**Problem requirements**
Please return every line below that contains the string "headscarf".

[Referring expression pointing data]

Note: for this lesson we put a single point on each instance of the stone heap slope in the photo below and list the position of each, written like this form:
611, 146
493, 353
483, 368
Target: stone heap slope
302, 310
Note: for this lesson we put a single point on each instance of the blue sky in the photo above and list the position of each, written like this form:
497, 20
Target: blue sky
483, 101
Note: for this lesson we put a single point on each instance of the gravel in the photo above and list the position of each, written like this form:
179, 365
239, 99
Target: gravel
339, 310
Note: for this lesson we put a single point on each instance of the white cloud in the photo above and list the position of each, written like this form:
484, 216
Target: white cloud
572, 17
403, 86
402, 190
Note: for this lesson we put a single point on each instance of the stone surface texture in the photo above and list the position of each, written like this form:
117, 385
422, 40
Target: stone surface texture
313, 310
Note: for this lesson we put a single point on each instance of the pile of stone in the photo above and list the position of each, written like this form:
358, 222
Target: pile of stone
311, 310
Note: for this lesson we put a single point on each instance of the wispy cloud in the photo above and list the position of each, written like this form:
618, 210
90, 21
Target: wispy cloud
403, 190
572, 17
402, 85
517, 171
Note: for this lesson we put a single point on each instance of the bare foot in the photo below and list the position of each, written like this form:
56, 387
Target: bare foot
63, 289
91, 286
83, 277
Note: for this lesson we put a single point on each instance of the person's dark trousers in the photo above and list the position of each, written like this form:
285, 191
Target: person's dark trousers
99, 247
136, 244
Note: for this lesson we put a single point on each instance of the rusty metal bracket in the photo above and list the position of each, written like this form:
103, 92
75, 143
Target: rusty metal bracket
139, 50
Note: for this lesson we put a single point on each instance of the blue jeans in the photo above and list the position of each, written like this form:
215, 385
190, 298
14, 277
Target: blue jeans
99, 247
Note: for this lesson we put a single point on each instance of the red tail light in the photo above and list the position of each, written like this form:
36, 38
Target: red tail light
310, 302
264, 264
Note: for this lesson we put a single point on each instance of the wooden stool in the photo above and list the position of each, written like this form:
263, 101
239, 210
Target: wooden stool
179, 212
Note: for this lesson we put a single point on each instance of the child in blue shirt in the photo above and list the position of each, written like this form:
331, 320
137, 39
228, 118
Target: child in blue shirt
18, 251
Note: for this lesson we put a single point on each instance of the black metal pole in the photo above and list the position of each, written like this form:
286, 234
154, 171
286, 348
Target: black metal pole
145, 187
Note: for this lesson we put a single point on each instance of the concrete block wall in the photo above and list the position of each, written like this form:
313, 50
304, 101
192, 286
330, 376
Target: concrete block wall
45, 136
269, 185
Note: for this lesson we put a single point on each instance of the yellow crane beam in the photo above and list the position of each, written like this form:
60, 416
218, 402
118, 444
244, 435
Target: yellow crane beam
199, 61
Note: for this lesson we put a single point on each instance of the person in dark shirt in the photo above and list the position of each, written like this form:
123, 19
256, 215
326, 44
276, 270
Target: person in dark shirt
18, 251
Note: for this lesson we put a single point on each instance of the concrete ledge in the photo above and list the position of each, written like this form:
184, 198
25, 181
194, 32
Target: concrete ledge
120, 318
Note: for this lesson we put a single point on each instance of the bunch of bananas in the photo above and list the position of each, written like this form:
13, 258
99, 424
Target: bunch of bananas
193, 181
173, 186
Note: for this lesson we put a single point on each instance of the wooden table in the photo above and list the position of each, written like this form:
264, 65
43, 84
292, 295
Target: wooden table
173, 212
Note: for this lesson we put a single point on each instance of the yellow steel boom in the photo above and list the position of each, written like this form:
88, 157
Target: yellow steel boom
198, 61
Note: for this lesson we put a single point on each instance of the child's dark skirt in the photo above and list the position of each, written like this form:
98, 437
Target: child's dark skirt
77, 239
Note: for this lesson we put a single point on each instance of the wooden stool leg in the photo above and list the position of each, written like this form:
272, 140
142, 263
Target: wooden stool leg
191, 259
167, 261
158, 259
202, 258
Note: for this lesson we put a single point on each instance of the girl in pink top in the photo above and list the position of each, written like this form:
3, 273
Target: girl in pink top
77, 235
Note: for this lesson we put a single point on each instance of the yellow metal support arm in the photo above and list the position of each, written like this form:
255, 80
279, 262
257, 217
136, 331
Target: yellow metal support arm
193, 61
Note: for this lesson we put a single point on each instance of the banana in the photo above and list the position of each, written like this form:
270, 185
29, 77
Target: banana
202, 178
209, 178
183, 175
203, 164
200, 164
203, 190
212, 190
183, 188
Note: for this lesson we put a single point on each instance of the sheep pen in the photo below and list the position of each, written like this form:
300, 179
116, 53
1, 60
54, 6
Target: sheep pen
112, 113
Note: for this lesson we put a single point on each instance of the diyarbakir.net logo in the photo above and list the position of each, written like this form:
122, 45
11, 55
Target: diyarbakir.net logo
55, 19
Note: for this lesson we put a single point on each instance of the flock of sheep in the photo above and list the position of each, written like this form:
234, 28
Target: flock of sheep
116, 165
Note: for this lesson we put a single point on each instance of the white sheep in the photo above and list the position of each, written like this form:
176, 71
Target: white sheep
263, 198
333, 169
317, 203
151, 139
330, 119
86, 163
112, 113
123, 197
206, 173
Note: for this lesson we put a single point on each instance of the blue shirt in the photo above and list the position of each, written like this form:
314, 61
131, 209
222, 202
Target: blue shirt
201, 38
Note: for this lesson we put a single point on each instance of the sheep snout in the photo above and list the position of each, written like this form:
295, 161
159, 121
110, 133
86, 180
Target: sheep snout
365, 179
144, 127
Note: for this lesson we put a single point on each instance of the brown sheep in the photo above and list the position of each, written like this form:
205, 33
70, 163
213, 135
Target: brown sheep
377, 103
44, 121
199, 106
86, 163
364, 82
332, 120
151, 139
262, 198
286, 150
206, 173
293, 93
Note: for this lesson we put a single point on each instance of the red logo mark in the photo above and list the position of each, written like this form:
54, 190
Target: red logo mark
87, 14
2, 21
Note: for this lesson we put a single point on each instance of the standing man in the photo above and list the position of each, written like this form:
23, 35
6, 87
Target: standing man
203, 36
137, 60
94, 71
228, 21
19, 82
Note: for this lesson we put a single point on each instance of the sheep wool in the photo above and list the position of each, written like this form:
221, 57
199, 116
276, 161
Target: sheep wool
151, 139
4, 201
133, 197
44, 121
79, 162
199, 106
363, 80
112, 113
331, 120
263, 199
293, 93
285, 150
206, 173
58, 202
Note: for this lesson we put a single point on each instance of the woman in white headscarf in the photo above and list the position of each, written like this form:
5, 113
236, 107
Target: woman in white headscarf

**Solution to this problem**
Note: for this lesson we put a single point on each instance of the woman in white headscarf in the photo above and list the position of each, written like this form:
Target: woman in white headscarf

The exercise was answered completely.